**PAGE TEXT:**
'''
From an employer’s point of view, non-compete clauses are meant to protect its stock of so-called human capital.
“Typically the concern is, we’re going to bring someone in, invest in this person, give them all our confidential information, train them, give them access to clients, promote them nurturing relationships with clients, at the risk of that person taking all that information to the benefit of a competitor,” says Ron Chapman Jr., a lawyer at the management-side labor firm Ogletree Deakins. Chapman frequently helps clients write employment contracts that include non-compete and arbitration clauses. “The concern is that the investment we’re making in an employee will be turned against us.”
Companies prefer arbitration, Chapman says, because it’s faster and cheaper than taking a dispute to court. “The more employees they have, the more sites they have, the more states they operate in, the greater their risk of litigation,” he says. “And the greater the risk of litigation, the greater the risk of experiencing the flaws in our litigation system.”
And so corporations have adopted draconian employment contracts that hedge their risks at the expense of individuals who stray from company policy.
This rollback of rights is particularly insidious in the United States, where workers, if they are lucky enough to be permanent employees at all, depend on employment for social benefits like health insurance and sick leave. In a recent survey conducted by health insurance providers, 56 percent of employees said employer-sponsored health coverage was a key factor in their choice to stay at their current job.
In other words, it’s possible to call these contracts a new kind of indentured servitude.
'''
**DATA EXCERPTS:**
'''
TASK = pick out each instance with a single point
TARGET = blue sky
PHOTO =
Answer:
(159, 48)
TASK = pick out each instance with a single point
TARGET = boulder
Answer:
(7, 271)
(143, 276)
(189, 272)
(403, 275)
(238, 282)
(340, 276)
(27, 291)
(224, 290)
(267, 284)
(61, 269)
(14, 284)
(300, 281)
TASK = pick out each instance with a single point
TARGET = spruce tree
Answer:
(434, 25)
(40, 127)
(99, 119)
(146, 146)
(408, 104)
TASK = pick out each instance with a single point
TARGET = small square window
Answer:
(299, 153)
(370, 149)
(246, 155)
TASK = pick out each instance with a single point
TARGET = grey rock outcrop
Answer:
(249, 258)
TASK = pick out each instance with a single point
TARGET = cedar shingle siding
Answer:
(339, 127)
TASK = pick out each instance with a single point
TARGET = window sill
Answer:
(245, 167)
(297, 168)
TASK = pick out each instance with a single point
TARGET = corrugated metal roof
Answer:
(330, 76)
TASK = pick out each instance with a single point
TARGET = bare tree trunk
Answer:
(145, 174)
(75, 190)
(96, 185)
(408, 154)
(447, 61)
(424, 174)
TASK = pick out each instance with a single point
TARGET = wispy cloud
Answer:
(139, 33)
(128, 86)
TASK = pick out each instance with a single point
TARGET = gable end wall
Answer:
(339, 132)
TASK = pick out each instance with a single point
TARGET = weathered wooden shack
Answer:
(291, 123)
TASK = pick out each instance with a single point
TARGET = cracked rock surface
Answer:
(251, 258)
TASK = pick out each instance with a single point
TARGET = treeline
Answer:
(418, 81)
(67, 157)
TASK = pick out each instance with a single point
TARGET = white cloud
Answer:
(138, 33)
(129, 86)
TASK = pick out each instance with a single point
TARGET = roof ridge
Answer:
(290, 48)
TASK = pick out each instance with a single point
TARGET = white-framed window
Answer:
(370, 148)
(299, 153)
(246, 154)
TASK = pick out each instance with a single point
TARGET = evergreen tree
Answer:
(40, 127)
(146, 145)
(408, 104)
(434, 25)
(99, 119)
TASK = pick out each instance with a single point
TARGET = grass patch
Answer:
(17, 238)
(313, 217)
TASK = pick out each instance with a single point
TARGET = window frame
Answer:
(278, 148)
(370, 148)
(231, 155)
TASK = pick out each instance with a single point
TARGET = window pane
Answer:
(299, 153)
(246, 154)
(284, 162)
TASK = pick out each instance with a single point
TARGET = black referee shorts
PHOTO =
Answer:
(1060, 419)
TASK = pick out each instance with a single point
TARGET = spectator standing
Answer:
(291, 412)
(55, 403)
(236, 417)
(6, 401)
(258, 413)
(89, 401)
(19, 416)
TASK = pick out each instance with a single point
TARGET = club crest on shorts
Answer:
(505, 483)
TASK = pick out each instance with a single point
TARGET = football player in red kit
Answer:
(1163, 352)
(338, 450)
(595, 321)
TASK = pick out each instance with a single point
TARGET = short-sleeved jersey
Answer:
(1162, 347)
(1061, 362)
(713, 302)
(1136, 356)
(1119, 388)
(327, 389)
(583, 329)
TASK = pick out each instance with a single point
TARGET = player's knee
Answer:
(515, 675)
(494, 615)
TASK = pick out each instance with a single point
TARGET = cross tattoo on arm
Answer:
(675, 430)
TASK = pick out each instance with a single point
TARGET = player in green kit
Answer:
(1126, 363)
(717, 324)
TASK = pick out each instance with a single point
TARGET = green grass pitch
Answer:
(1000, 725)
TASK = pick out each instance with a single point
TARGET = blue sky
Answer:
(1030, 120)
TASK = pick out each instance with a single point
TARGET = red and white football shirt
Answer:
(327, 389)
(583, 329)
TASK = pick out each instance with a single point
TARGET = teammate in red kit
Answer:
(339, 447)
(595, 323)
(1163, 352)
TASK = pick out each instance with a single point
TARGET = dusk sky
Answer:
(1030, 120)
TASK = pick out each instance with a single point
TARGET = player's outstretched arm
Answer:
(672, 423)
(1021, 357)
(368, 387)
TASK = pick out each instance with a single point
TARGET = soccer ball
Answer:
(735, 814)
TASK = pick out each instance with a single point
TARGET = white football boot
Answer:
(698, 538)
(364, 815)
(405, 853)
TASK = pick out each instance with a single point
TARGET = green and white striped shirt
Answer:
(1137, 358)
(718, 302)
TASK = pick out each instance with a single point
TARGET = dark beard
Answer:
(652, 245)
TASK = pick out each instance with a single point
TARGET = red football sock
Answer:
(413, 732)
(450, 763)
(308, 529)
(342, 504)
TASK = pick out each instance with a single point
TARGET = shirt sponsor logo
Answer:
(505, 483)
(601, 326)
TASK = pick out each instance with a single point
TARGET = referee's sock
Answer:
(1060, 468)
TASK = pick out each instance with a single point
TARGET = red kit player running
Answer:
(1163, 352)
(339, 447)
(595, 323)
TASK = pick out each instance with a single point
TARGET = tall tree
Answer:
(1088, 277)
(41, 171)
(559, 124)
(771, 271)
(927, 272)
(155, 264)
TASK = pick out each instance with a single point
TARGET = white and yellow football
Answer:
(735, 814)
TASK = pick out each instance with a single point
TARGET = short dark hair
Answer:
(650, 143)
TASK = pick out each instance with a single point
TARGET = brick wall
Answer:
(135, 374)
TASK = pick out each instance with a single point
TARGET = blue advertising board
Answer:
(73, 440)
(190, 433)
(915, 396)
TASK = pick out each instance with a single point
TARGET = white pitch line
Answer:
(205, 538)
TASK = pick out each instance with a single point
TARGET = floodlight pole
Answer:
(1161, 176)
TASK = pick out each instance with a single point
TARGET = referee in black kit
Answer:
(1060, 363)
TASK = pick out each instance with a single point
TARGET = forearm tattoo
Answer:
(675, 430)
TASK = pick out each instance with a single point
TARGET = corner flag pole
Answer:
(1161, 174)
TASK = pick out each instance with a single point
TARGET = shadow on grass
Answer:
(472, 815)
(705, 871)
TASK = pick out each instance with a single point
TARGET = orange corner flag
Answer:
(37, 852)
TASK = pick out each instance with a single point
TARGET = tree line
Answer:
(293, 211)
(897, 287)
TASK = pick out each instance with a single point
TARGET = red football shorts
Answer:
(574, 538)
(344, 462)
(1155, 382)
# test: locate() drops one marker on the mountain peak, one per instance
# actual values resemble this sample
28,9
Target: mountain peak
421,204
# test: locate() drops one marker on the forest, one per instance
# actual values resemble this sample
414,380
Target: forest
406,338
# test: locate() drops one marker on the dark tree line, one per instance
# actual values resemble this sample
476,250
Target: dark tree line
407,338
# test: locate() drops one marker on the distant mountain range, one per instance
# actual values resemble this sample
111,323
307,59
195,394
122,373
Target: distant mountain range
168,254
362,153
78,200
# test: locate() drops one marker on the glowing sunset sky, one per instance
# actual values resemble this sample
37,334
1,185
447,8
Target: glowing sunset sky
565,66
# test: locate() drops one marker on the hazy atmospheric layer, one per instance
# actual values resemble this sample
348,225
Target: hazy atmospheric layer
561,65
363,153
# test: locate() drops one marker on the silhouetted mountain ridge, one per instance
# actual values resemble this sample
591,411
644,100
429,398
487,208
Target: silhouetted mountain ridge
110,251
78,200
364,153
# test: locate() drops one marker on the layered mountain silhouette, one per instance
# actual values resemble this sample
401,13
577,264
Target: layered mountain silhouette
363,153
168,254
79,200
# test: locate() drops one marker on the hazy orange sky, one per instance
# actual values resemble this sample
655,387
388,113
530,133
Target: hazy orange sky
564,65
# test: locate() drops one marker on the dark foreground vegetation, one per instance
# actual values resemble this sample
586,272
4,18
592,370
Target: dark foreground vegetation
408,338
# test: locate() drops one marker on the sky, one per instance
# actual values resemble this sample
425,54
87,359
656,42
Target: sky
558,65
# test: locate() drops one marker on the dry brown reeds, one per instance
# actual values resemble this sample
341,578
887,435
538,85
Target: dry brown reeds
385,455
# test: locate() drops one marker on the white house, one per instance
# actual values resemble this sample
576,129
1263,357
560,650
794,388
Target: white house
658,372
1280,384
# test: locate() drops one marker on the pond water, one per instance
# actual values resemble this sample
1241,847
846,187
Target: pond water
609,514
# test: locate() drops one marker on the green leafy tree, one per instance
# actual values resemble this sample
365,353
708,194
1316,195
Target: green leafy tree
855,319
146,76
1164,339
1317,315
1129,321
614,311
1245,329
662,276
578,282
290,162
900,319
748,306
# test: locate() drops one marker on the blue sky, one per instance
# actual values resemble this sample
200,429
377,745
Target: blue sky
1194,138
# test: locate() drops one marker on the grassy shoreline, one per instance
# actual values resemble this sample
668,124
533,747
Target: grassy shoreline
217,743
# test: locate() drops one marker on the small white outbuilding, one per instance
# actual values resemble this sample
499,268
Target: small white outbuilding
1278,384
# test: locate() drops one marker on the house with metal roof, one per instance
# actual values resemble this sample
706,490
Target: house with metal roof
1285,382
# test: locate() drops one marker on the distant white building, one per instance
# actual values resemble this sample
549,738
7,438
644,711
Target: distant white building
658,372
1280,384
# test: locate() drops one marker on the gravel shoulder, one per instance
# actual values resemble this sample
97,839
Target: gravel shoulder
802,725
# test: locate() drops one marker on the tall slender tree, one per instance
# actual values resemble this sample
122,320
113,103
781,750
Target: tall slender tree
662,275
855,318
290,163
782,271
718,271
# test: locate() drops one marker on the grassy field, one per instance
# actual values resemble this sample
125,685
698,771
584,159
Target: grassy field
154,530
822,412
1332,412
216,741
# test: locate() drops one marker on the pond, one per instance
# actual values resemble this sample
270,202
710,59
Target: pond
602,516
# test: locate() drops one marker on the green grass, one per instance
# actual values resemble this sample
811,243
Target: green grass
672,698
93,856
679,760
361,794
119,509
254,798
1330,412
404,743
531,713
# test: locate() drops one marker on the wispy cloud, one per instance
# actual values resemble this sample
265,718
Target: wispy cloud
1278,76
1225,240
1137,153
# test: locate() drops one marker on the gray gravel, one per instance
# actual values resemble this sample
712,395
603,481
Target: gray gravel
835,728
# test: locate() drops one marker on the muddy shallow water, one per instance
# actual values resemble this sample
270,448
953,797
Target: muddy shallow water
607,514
'''
**WRITTEN TASK 1:** In the non-compete passage, what share of employees said employer-sponsored health coverage was a key reason they stayed at their current job?
**WRITTEN TASK 2:** Transcribe the stretch of the non-compete passage from "And so corporations" through "their current job.", word for word.
**WRITTEN TASK 3:** Pick up the non-compete passage where it stops and keep writing it.

**EXPECTED ANSWER 1:** 56 percent

**EXPECTED ANSWER 2:**
And so corporations have adopted draconian employment contracts that hedge their risks at the expense of individuals who stray from company policy.
This rollback of rights is particularly insidious in the United States, where workers, if they are lucky enough to be permanent employees at all, depend on employment for social benefits like health insurance and sick leave. In a recent survey conducted by health insurance providers, 56 percent of employees said employer-sponsored health coverage was a key factor in their choice to stay at their current job.

**EXPECTED ANSWER 3:**
Elizabeth Anderson, a philosophy professor at the University of Michigan, uses another term.
“We are told that our choice is between free markets and state control, when most adults live their working lives under a third thing entirely: private government,” she writes in her 2017 book, Private Government: How Employers Rule Our Lives (and Why We Don’t Talk About It).
There is no free market of the working world, Anderson argues, with employers competing on a level playing field for the labor of workers who can pick and choose the best offer.
“The reality is that workers at work are under government,” Anderson tells me. “And libertarianism, far from preaching the liberty of individuals, is actually preaching their subjection to the authority of bosses.”
Orly Lobel, a law professor at the University of San Diego, has tracked the rise of restrictive employment clauses.
“I think it very much is all part of a single story of stripping employees contractually out of their substantive legal rights and protections that we’ve put together as a society on both the federal level and the state level,” says Lobel. “As a law professor, I can say very clearly that you can have a lot of stuff that’s under protection but without the process and procedural ability of justice, you have no substantive protections.”
‘Industries and employers have glommed onto this idea that they can make people give up their rights by simply offering them a job and, as a requirement of employment, requiring them to “agree” to give up their right to proceed collectively.’
My Law360 contract included a clause that I not make any “disparaging remarks” or “otherwise cast negative light on the company”—not just for the duration of my employment but “any time thereafter,” including right now. It also included an “acknowledgement of reasonableness,” which stipulated that “the company would not have entered into this agreement but for the inclusion of” the restrictive clauses.
“At the different stages of your employment, there’s not really a negotiation around the contract, and there’s not really a lot of clarity about what will be enforceable and what won’t,” Lobel notes. “Even when employees are more sophisticated and they try to negotiate, a lot of these restrictive clauses are nonnegotiable.”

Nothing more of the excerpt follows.